··· Input data ···
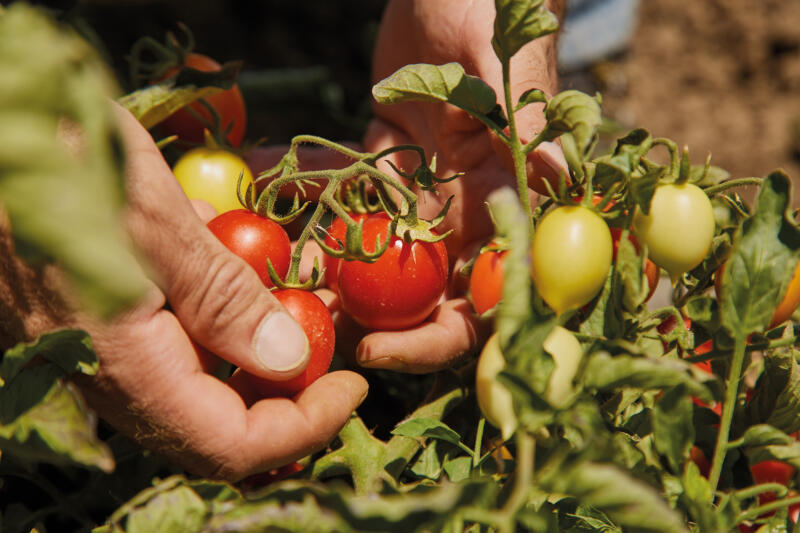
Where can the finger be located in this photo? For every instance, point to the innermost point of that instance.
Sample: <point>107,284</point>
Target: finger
<point>164,400</point>
<point>204,210</point>
<point>218,298</point>
<point>449,334</point>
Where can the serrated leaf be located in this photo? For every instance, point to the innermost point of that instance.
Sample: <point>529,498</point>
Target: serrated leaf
<point>179,510</point>
<point>629,503</point>
<point>69,349</point>
<point>765,252</point>
<point>427,428</point>
<point>673,436</point>
<point>438,83</point>
<point>518,22</point>
<point>776,397</point>
<point>608,373</point>
<point>576,113</point>
<point>44,419</point>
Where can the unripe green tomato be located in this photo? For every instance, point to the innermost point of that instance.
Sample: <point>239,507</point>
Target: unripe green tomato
<point>212,175</point>
<point>493,398</point>
<point>567,353</point>
<point>679,228</point>
<point>571,255</point>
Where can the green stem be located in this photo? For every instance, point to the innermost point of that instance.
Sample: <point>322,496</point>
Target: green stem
<point>731,392</point>
<point>515,145</point>
<point>772,506</point>
<point>476,453</point>
<point>714,189</point>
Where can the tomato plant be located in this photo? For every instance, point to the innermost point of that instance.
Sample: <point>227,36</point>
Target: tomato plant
<point>255,239</point>
<point>678,229</point>
<point>315,319</point>
<point>336,234</point>
<point>401,288</point>
<point>228,105</point>
<point>571,255</point>
<point>788,303</point>
<point>486,280</point>
<point>213,175</point>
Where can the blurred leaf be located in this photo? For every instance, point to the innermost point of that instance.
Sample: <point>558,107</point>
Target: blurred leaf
<point>55,198</point>
<point>673,436</point>
<point>765,252</point>
<point>776,397</point>
<point>42,417</point>
<point>517,23</point>
<point>607,373</point>
<point>439,83</point>
<point>629,503</point>
<point>427,428</point>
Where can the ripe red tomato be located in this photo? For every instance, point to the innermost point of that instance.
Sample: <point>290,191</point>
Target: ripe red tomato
<point>315,319</point>
<point>401,288</point>
<point>255,239</point>
<point>786,306</point>
<point>650,268</point>
<point>486,280</point>
<point>228,104</point>
<point>337,231</point>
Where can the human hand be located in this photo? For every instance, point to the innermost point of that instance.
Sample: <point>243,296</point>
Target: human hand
<point>153,383</point>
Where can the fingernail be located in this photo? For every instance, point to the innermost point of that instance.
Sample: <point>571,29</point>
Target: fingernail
<point>280,344</point>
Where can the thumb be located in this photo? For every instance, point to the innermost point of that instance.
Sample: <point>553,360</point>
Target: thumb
<point>217,297</point>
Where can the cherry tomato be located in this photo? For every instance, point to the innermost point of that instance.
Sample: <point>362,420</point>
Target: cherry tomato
<point>338,231</point>
<point>566,351</point>
<point>212,175</point>
<point>401,288</point>
<point>494,399</point>
<point>679,228</point>
<point>255,239</point>
<point>650,268</point>
<point>315,319</point>
<point>486,280</point>
<point>570,257</point>
<point>228,104</point>
<point>788,303</point>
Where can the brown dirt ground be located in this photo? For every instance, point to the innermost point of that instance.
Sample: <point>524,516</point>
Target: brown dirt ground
<point>721,76</point>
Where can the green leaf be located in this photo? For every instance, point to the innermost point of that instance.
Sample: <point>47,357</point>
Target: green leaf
<point>607,373</point>
<point>518,22</point>
<point>576,113</point>
<point>427,428</point>
<point>673,436</point>
<point>439,83</point>
<point>44,419</point>
<point>458,468</point>
<point>69,349</point>
<point>629,503</point>
<point>56,199</point>
<point>531,96</point>
<point>179,510</point>
<point>776,397</point>
<point>765,252</point>
<point>763,435</point>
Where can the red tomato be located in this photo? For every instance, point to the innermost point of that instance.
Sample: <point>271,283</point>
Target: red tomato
<point>315,319</point>
<point>401,288</point>
<point>786,306</point>
<point>486,280</point>
<point>337,231</point>
<point>228,104</point>
<point>650,268</point>
<point>255,239</point>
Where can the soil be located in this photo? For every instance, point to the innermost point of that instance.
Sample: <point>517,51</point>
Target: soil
<point>721,76</point>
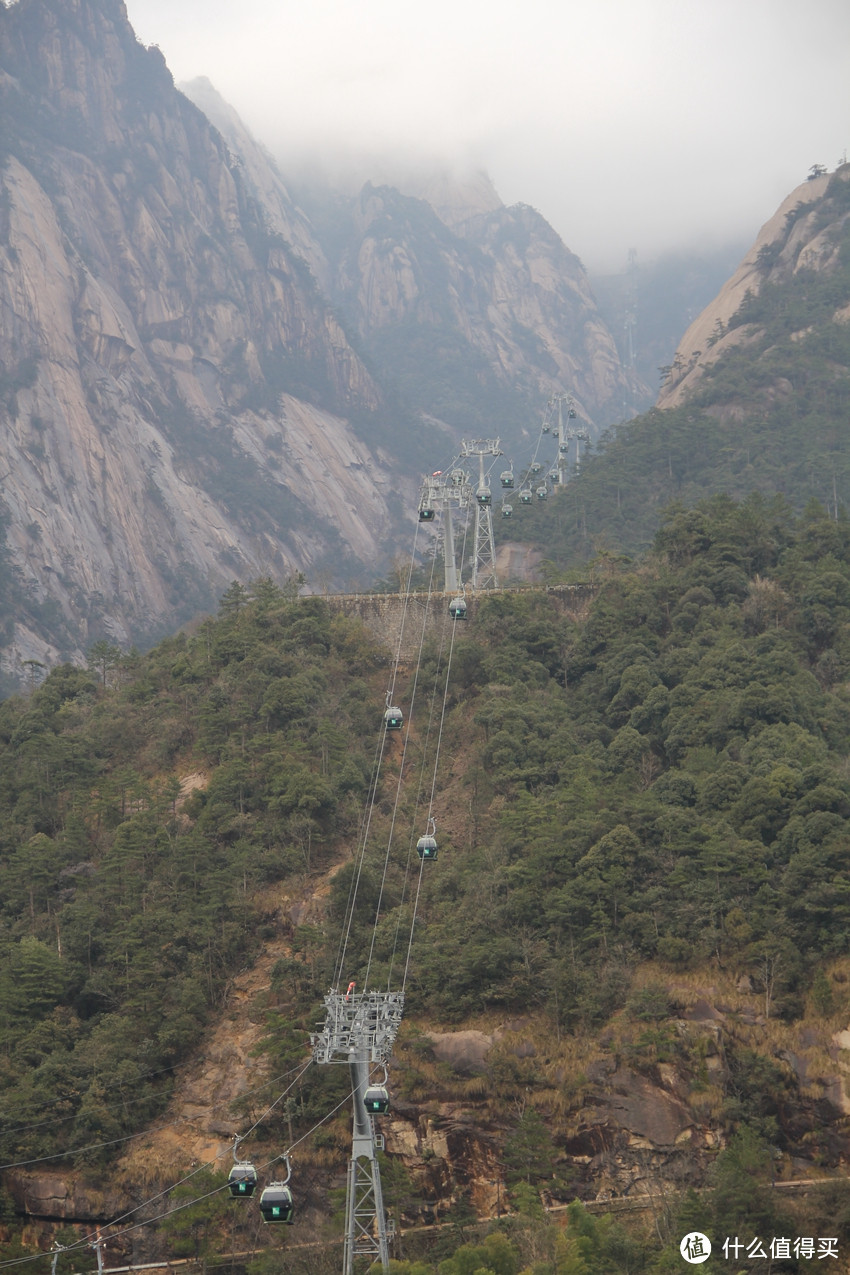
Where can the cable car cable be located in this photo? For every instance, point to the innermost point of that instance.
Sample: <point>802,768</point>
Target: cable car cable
<point>400,779</point>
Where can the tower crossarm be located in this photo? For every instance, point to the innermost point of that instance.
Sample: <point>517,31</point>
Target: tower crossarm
<point>358,1021</point>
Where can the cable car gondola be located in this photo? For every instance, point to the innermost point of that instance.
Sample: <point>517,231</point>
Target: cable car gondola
<point>393,719</point>
<point>275,1201</point>
<point>376,1098</point>
<point>242,1181</point>
<point>242,1178</point>
<point>427,844</point>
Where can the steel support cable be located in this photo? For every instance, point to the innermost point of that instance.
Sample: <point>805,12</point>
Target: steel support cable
<point>372,791</point>
<point>433,782</point>
<point>418,800</point>
<point>400,779</point>
<point>130,1137</point>
<point>130,1102</point>
<point>86,1241</point>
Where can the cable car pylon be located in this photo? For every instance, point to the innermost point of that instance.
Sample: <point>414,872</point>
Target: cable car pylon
<point>360,1029</point>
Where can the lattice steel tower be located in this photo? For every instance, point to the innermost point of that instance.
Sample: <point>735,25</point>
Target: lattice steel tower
<point>360,1029</point>
<point>484,548</point>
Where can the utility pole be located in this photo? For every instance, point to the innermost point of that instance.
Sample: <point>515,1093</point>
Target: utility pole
<point>484,548</point>
<point>360,1029</point>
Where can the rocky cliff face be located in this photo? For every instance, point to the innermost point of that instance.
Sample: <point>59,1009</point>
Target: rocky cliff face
<point>175,389</point>
<point>498,286</point>
<point>803,235</point>
<point>180,403</point>
<point>479,313</point>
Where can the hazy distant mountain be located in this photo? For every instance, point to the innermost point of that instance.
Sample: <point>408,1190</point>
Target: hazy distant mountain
<point>756,398</point>
<point>474,313</point>
<point>181,399</point>
<point>649,305</point>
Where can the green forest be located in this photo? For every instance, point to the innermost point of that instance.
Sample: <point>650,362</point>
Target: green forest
<point>653,786</point>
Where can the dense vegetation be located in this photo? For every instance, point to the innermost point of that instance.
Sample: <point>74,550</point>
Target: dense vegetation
<point>659,783</point>
<point>124,907</point>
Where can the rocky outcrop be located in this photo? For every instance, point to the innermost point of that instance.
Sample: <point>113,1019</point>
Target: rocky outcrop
<point>175,390</point>
<point>794,239</point>
<point>180,400</point>
<point>491,284</point>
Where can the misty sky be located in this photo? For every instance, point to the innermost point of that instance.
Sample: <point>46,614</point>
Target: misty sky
<point>654,124</point>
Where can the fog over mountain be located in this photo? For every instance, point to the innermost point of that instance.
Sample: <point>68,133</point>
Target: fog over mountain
<point>651,126</point>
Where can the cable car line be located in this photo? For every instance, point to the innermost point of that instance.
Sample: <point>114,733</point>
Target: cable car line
<point>400,778</point>
<point>130,1102</point>
<point>372,791</point>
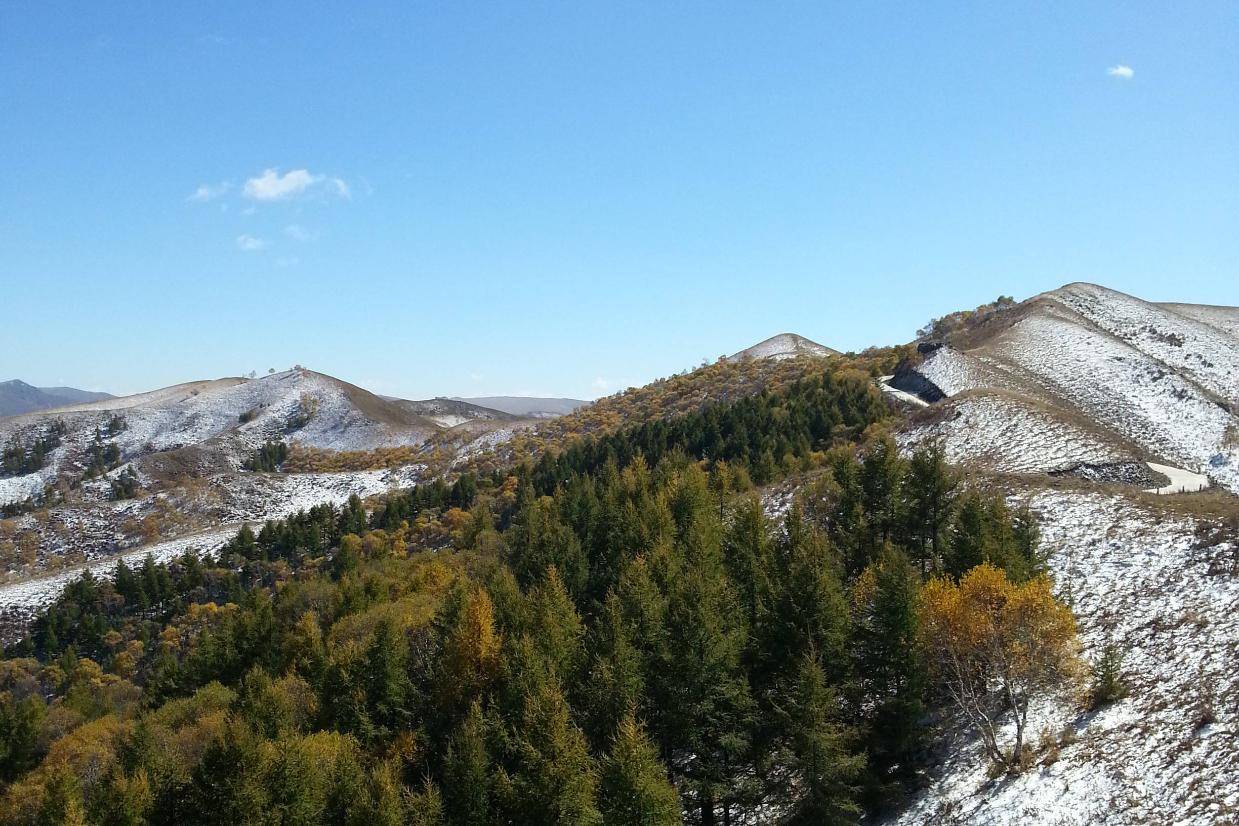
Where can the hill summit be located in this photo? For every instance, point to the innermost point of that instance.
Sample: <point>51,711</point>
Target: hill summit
<point>783,346</point>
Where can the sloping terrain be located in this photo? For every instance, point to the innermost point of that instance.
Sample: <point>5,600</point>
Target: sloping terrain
<point>781,347</point>
<point>185,448</point>
<point>1167,595</point>
<point>224,420</point>
<point>16,398</point>
<point>451,413</point>
<point>1121,374</point>
<point>528,406</point>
···
(What you will do): Please print all the data above word for word. Pictures should not appear in the copy.

(Result of this task):
Where can the finger be located in this photo? For every instance, point to the innermost point of that instance.
Sample: <point>107,284</point>
Target: finger
<point>164,400</point>
<point>204,210</point>
<point>218,298</point>
<point>449,334</point>
Where can the serrated leaf be located in this photo? For every instance, point to the innermost point of that instance.
Sample: <point>529,498</point>
Target: serrated leaf
<point>179,510</point>
<point>629,503</point>
<point>69,349</point>
<point>765,252</point>
<point>427,428</point>
<point>673,436</point>
<point>438,83</point>
<point>518,22</point>
<point>776,397</point>
<point>608,373</point>
<point>576,113</point>
<point>44,419</point>
Where can the unripe green tomato be located in this photo? For every instance, point to the innermost point of that instance.
Sample: <point>239,507</point>
Target: unripe green tomato
<point>212,175</point>
<point>493,398</point>
<point>567,353</point>
<point>679,228</point>
<point>571,255</point>
Where can the green stem be located in this photo? For every instance, point to the innermost point of that instance.
Sample: <point>322,496</point>
Target: green stem
<point>731,392</point>
<point>515,145</point>
<point>772,506</point>
<point>476,453</point>
<point>714,189</point>
Where can the tomato plant be located in this photo? For every instance, point to the innermost point of that instance.
Sample: <point>227,36</point>
Target: tomato plant
<point>255,239</point>
<point>678,229</point>
<point>315,319</point>
<point>336,234</point>
<point>401,288</point>
<point>228,105</point>
<point>571,255</point>
<point>788,303</point>
<point>486,280</point>
<point>213,175</point>
Where can the blurred leaf be located in this photo? For every instance, point to the innermost point of that instance.
Sample: <point>558,107</point>
Target: blurred leaf
<point>55,198</point>
<point>673,436</point>
<point>765,252</point>
<point>776,397</point>
<point>42,417</point>
<point>517,23</point>
<point>607,373</point>
<point>439,83</point>
<point>629,503</point>
<point>427,428</point>
Where can the ripe red tomato be located in this photo? For every instance, point to the innermost point of that instance.
Sample: <point>290,191</point>
Target: ripe red tomato
<point>315,319</point>
<point>401,288</point>
<point>255,239</point>
<point>786,306</point>
<point>650,268</point>
<point>486,280</point>
<point>228,104</point>
<point>337,231</point>
Where can the human hand be located in this photo? For every instance, point to the innermost point of that instance.
Sample: <point>243,296</point>
Target: human hand
<point>153,383</point>
Where can the fingernail be located in this photo? For every instance, point to the innermost point of that instance.
Sample: <point>571,29</point>
Target: fingernail
<point>280,344</point>
Where can the thumb be located in this photo? For every instance, point to the innermost point of that instance.
Sample: <point>553,360</point>
Target: thumb
<point>217,297</point>
Where can the cherry tomato be located in this photo? For every instance, point to the innermost point of that instance.
Sample: <point>362,420</point>
Target: cherry tomato
<point>338,231</point>
<point>566,351</point>
<point>212,175</point>
<point>401,288</point>
<point>494,399</point>
<point>679,228</point>
<point>255,239</point>
<point>650,268</point>
<point>315,319</point>
<point>486,280</point>
<point>570,257</point>
<point>228,104</point>
<point>788,303</point>
Where can the brown dirt ground be located in this photo? For every instance, point to the innermost point of that instance.
Sample: <point>524,516</point>
Target: brown dirt ground
<point>721,76</point>
Where can the green leaf be located in this photo? For every instance, point to the innermost point of that instance.
Sample: <point>47,357</point>
Target: green leaf
<point>607,373</point>
<point>518,22</point>
<point>576,113</point>
<point>427,428</point>
<point>673,436</point>
<point>439,83</point>
<point>44,419</point>
<point>458,468</point>
<point>69,349</point>
<point>629,503</point>
<point>56,199</point>
<point>531,96</point>
<point>179,510</point>
<point>776,397</point>
<point>765,252</point>
<point>763,435</point>
Where can the red tomato be located in this photo? For every instance, point to the innermost point of that instance.
Sample: <point>271,283</point>
Target: red tomato
<point>315,319</point>
<point>401,288</point>
<point>786,306</point>
<point>486,280</point>
<point>337,231</point>
<point>228,104</point>
<point>650,268</point>
<point>255,239</point>
Where can the soil be located in this photo? For every instance, point to the innermost point of that instance.
Sample: <point>517,51</point>
Target: soil
<point>721,76</point>
Where can the cable car cable be located in this photo? For every instance, point to the innermost point of that instance.
Sample: <point>802,768</point>
Target: cable car cable
<point>400,779</point>
Where can the tower crossarm be located in this photo? For every instance, point to the innermost point of that instance.
Sample: <point>517,31</point>
Target: tower crossarm
<point>358,1021</point>
Where can the cable car gondola be located in this photo? For every instance, point to the innermost point of that instance.
Sample: <point>517,231</point>
Target: cable car gondola
<point>393,719</point>
<point>275,1201</point>
<point>376,1098</point>
<point>242,1181</point>
<point>242,1178</point>
<point>427,844</point>
Where can the steel support cable be located in this photo? For every instance, point to the innermost point of that instance.
Sample: <point>805,12</point>
Target: steel support cable
<point>372,791</point>
<point>433,782</point>
<point>418,800</point>
<point>400,779</point>
<point>130,1137</point>
<point>130,1102</point>
<point>86,1241</point>
Where can the cable car pylon be located in this photo? For every instance, point to the innermost point of that instance.
Sample: <point>414,872</point>
Target: cable car pylon
<point>360,1029</point>
Where can the lattice steel tower be located in this photo? For every instance, point to the innermost point of that instance.
Sample: <point>735,25</point>
Target: lattice steel tower
<point>360,1029</point>
<point>484,548</point>
Where can the utility pole be located in this photo? For every instance, point to the innermost point of that instance.
Sample: <point>515,1093</point>
Target: utility pole
<point>484,548</point>
<point>360,1029</point>
Where can the rocky cliff face be located in this photo? For every instance, point to the innermost point of that instance.
Sample: <point>59,1009</point>
Target: rocky cliff face
<point>175,389</point>
<point>498,286</point>
<point>803,235</point>
<point>180,403</point>
<point>479,313</point>
Where can the hazy distant mountain be located in this photo? For every instance, point to the innermost point of that instance.
Sample: <point>408,1190</point>
Target: hazy distant mountain
<point>756,398</point>
<point>474,313</point>
<point>181,399</point>
<point>649,305</point>
Where can the green forest be located in this photo? For every instance, point to the innermost point of that instance.
Sample: <point>650,362</point>
Target: green forest
<point>653,786</point>
Where can the dense vegetation be located in this photo? For every instance, point to the innermost point of that instance.
Sample: <point>74,550</point>
Target: dense vegetation
<point>659,783</point>
<point>124,907</point>
Where can the rocky outcrop be located in this photo? For every instance, point to the innermost point of that instance.
Sample: <point>113,1019</point>
Target: rocky outcrop
<point>175,390</point>
<point>794,239</point>
<point>180,400</point>
<point>491,284</point>
Where can the misty sky be located in this photo? For every instance, point to the innermost point of that instance.
Sample: <point>46,614</point>
Target: misty sky
<point>654,124</point>
Where can the fog over mountain be located in this photo? For every instance, point to the innermost point of that instance.
Sample: <point>68,133</point>
Target: fog over mountain
<point>651,126</point>
Where can the cable car line be located in this photo? For every instance, point to the innermost point of that instance.
Sample: <point>114,733</point>
Target: cable car line
<point>400,778</point>
<point>130,1102</point>
<point>372,791</point>
Where can the hill summit be located in this photo? For every instance, point to the innermost point of that instance.
Sample: <point>51,711</point>
Target: hill summit
<point>783,346</point>
Where can the sloping terrain be located in this photo? For every instance, point to the innermost point of that instance.
Sample: <point>5,600</point>
Target: sloping terrain
<point>781,347</point>
<point>185,448</point>
<point>1167,595</point>
<point>224,420</point>
<point>16,398</point>
<point>451,413</point>
<point>1121,374</point>
<point>528,406</point>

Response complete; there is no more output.